## PROVIDED TEXT
↓↓↓
While debate still focuses on Turkey, EU Commission chief Jose Barroso said he is confident the bloc will agree to a date for Romania and Bulgaria to sign accession treaties and for Croatia to start entry talks.


All in favor of more EU members?

The head of the EU executive voiced his optimism for the Balkan trio at the start of the Brussels summit on Thursday, which has been largely dominated by debate on Turkey’s bid to start negotiations on joining the 25-member bloc. Compared to the heated rhetoric over Turkey, discussion of the three former Eastern European countries has been fairly muted.

Nevertheless, the general assessment has been positive, particularly for Bulgaria, and to a lesser degree Romania. Croatia is still a ways behind its more northern neighbors and is awaiting a green light from Brussels to begin accession talks.

“I’m confident that the EU leaders will approve the accession negotiations and set a date for the signing of the accession treaties in the first half of 2005,” Barroso said of Bulgaria and Romania, which are on track to join the EU in 2007.

“The same goes for Croatia, as I assume a date for agreement can be reached on when the accession negotiations should begin,” he added of the Balkan country, provided it agrees to cooperate with the United Nations War Crimes Tribunal.

The EU has been pressing Zagreb to work together with the Hague-based tribunal in the arresting of fugitive war criminals from former Yugoslavia. “The commission believes it is essential that Croatia should cooperate with the Hague court,” Barroso told reporters on Thursday.
↑↑↑
## EXCERPTED DATA
↓↓↓
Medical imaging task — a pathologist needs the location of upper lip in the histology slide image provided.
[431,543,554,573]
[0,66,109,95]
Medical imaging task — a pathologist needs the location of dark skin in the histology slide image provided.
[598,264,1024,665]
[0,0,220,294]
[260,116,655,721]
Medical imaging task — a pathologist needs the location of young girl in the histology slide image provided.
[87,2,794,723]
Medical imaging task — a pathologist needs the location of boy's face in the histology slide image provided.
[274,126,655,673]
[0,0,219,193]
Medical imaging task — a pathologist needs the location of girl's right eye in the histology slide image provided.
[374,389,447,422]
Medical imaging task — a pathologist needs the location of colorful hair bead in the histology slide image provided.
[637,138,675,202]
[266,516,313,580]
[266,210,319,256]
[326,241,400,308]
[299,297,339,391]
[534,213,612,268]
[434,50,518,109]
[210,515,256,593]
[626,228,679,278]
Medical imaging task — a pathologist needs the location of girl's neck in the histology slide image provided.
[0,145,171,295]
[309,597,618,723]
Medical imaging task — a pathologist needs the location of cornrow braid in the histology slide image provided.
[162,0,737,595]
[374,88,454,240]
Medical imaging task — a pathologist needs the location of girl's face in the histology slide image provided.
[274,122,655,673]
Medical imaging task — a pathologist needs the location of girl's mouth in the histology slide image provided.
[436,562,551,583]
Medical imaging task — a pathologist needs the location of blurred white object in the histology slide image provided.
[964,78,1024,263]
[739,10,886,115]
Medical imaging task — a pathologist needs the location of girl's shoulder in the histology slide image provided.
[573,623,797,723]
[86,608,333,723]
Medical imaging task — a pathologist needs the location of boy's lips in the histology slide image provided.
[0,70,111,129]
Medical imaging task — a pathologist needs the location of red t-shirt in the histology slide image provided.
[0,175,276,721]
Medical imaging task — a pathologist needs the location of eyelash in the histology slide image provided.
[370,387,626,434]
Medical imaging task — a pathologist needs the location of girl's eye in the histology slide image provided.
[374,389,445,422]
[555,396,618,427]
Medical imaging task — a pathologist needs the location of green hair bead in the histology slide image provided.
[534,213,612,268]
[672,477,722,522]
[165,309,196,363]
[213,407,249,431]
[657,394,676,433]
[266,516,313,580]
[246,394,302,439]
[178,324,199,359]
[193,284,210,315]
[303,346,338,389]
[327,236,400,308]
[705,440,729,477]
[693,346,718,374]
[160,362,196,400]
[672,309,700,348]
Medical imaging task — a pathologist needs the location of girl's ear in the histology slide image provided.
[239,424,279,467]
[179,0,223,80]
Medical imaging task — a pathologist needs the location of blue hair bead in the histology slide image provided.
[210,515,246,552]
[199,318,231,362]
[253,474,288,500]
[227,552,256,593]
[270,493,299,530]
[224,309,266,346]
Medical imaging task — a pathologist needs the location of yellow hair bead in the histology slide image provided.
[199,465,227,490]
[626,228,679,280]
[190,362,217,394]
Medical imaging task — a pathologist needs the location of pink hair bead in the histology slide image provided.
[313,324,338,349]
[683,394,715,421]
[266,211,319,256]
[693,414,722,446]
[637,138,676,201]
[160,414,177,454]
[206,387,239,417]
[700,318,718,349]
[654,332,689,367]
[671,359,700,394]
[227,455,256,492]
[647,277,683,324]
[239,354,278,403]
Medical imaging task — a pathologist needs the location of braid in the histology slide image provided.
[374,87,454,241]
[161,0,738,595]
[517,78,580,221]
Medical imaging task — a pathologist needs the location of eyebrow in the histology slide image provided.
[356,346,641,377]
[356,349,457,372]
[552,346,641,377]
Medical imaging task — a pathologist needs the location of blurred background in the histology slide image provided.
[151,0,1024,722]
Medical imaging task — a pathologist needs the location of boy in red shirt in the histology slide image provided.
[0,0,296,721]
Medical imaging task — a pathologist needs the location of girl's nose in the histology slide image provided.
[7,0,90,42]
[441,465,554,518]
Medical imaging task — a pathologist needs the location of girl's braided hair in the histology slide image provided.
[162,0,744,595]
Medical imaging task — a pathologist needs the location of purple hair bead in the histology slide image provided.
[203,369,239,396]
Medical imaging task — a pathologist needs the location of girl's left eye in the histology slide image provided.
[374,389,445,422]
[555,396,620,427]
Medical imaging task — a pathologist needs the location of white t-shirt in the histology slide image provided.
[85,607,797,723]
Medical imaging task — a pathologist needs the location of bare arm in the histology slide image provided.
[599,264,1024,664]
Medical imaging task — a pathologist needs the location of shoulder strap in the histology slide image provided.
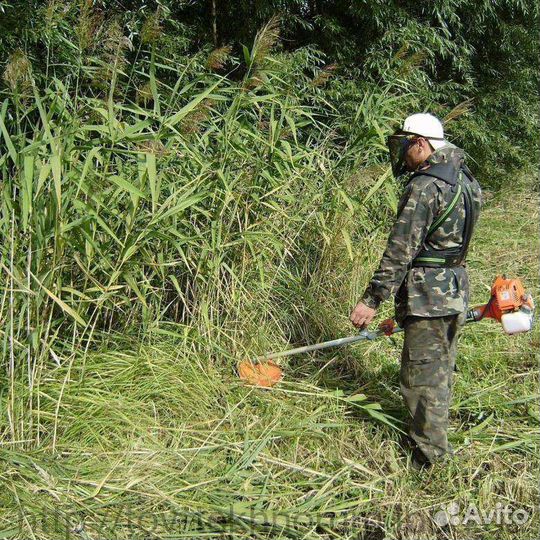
[413,169,477,268]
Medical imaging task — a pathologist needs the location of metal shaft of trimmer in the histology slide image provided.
[255,327,402,362]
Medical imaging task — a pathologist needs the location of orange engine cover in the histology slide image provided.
[489,276,526,321]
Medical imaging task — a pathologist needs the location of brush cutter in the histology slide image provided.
[238,276,534,387]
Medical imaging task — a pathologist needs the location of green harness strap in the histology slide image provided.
[413,171,472,267]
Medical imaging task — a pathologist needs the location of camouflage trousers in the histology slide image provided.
[400,313,465,462]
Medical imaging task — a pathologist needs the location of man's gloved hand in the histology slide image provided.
[349,302,377,328]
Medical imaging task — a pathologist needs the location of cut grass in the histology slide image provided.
[0,179,540,540]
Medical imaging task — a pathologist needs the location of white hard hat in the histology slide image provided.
[403,113,448,150]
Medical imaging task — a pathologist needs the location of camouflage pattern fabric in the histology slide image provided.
[400,313,465,463]
[362,144,481,324]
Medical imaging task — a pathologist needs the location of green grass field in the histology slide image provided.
[0,178,540,540]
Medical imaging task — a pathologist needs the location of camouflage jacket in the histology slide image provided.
[362,144,481,324]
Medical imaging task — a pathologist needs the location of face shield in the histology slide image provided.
[387,133,418,178]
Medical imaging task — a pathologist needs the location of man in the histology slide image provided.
[350,114,481,468]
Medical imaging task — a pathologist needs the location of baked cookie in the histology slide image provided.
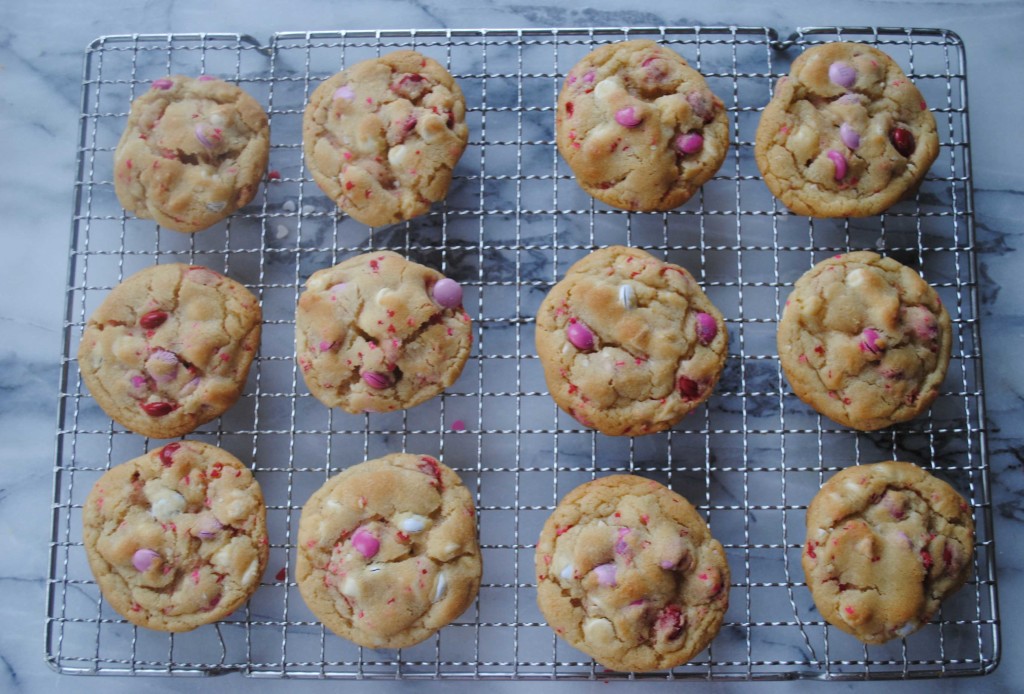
[82,441,269,632]
[754,43,939,217]
[78,263,262,438]
[803,462,974,644]
[295,453,482,648]
[778,251,952,431]
[536,475,729,671]
[555,41,729,211]
[537,246,729,436]
[302,50,469,226]
[114,75,270,232]
[295,251,473,415]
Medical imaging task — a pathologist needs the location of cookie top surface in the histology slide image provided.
[302,50,469,226]
[296,453,482,648]
[537,246,729,436]
[78,263,262,438]
[803,462,974,644]
[82,441,269,632]
[114,75,270,232]
[555,40,729,211]
[754,43,939,217]
[536,475,729,671]
[295,251,473,414]
[778,251,952,431]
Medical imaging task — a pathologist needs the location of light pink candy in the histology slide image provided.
[131,550,160,572]
[433,277,462,308]
[565,320,594,352]
[615,106,643,128]
[594,564,615,585]
[676,132,703,155]
[697,311,718,346]
[352,528,381,559]
[825,149,846,181]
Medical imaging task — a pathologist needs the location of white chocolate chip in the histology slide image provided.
[430,571,447,603]
[144,480,185,522]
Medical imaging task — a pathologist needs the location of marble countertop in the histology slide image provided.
[0,0,1024,692]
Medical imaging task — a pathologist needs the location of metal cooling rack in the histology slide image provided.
[45,28,999,680]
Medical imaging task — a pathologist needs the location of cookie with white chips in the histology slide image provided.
[296,453,482,648]
[803,462,974,644]
[114,75,270,232]
[82,441,269,632]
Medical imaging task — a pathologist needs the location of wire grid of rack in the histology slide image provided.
[45,28,999,680]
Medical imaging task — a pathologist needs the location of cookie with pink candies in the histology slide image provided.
[555,40,729,211]
[82,441,269,632]
[537,246,729,436]
[295,251,473,415]
[114,75,270,232]
[754,42,939,217]
[302,50,469,226]
[777,251,952,431]
[295,453,482,648]
[803,462,974,644]
[78,263,262,438]
[536,475,729,671]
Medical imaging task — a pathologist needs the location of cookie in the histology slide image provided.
[555,41,729,211]
[114,75,270,232]
[754,43,939,217]
[82,441,269,632]
[296,453,482,648]
[536,475,729,671]
[295,251,473,415]
[537,246,729,436]
[302,50,469,226]
[78,263,262,438]
[778,251,952,431]
[803,462,974,644]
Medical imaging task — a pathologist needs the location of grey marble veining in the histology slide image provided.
[0,0,1024,692]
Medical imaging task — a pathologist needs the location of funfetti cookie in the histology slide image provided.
[536,475,729,671]
[296,453,482,648]
[114,75,270,232]
[803,462,974,644]
[537,246,729,436]
[555,40,729,211]
[777,251,952,431]
[302,50,469,226]
[295,251,473,414]
[754,43,939,217]
[78,263,262,438]
[82,441,269,632]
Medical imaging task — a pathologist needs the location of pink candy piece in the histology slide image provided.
[615,106,643,128]
[860,328,882,354]
[676,132,703,155]
[594,564,615,585]
[565,320,594,352]
[825,149,846,181]
[352,528,381,559]
[433,277,462,308]
[839,123,860,149]
[697,312,718,346]
[362,372,391,390]
[828,60,857,89]
[131,550,160,572]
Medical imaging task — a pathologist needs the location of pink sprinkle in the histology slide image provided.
[352,528,381,559]
[615,106,643,128]
[825,149,846,181]
[594,564,615,587]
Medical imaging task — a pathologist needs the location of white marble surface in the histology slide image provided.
[0,0,1024,692]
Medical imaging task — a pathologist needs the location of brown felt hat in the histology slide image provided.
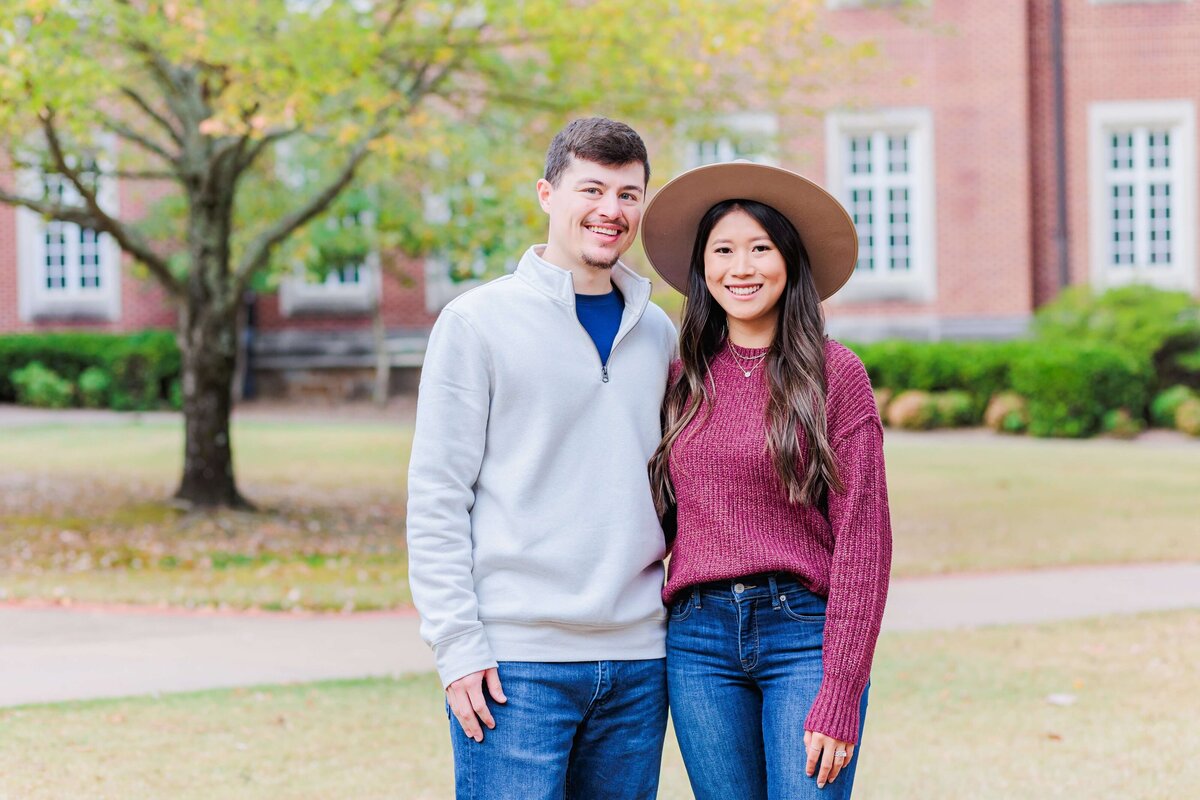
[642,161,858,300]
↑↑↑
## WORK INSTRUCTIONS
a. Reproduce the EU enlargement article verbatim from "All in favor" to "begin accession talks.".
b. According to the EU enlargement article, in what year are Bulgaria and Romania on track to join the EU?

## YOUR RESPONSES
a.
All in favor of more EU members?

The head of the EU executive voiced his optimism for the Balkan trio at the start of the Brussels summit on Thursday, which has been largely dominated by debate on Turkey’s bid to start negotiations on joining the 25-member bloc. Compared to the heated rhetoric over Turkey, discussion of the three former Eastern European countries has been fairly muted.

Nevertheless, the general assessment has been positive, particularly for Bulgaria, and to a lesser degree Romania. Croatia is still a ways behind its more northern neighbors and is awaiting a green light from Brussels to begin accession talks.

b. 2007